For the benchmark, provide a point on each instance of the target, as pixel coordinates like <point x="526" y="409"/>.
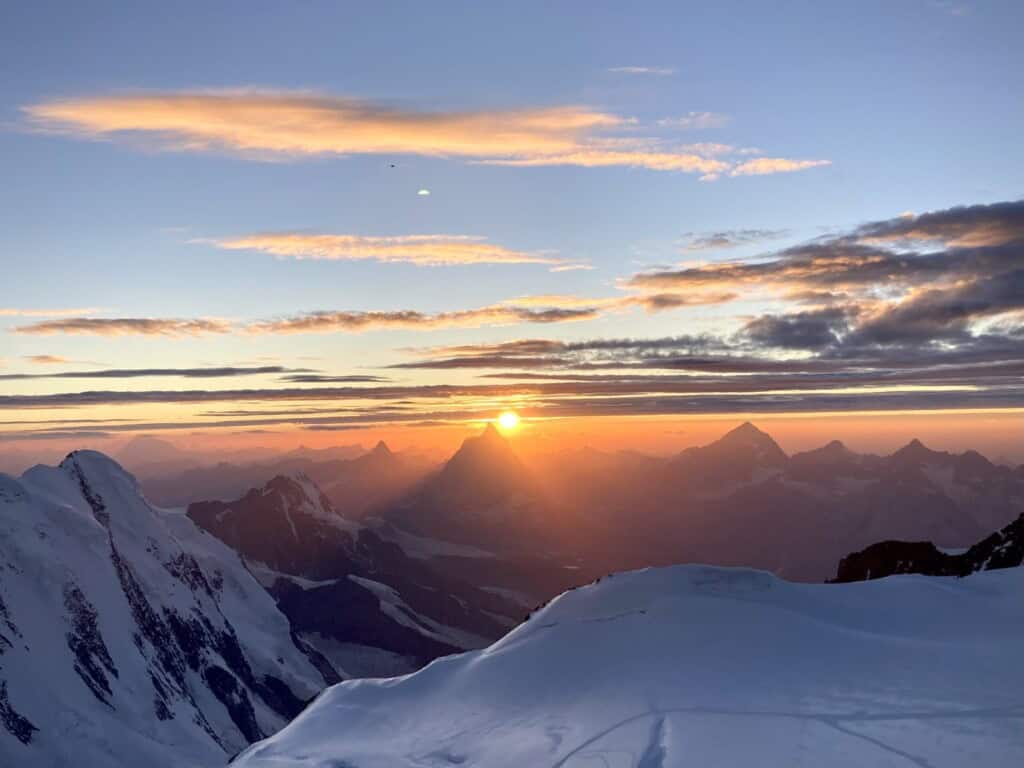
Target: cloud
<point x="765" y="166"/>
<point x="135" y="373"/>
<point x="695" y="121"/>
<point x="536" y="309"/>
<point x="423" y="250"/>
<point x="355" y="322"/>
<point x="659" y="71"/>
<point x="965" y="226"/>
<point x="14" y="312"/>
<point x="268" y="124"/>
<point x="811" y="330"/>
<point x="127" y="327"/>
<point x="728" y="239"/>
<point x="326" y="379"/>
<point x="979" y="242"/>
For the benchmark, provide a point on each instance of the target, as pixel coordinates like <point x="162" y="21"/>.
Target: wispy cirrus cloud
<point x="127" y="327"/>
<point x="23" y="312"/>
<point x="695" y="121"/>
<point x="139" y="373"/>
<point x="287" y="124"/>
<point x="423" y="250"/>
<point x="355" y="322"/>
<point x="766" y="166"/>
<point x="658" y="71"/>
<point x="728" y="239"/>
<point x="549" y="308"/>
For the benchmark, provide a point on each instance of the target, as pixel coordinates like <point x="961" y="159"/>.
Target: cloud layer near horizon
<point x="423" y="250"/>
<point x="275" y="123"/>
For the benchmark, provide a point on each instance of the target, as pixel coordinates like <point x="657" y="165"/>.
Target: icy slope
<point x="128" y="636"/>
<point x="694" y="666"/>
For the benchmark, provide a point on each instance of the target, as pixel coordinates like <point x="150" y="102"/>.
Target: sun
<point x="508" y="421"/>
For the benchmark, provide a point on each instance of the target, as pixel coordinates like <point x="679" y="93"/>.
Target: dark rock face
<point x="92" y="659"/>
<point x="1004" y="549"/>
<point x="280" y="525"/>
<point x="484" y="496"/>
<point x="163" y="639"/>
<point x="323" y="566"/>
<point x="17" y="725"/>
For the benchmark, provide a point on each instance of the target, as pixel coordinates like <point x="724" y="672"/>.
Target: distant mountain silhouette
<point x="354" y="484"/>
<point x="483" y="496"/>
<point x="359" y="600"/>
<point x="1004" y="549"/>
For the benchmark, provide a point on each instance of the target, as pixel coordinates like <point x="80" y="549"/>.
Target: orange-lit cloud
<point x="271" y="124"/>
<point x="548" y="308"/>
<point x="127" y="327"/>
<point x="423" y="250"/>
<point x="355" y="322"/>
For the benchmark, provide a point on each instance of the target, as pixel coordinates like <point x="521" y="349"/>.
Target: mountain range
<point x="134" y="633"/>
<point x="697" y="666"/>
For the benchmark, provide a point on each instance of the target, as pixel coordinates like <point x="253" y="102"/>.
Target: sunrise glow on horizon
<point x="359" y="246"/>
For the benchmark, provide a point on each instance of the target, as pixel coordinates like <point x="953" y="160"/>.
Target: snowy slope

※

--- AIM OF THE EXERCISE ---
Gather and copy each line of the items above that contains the word "horizon", treating uppercase and lowercase as different.

--- EXERCISE ANSWER ---
Target: cloud layer near horizon
Target: sunrise glow on horizon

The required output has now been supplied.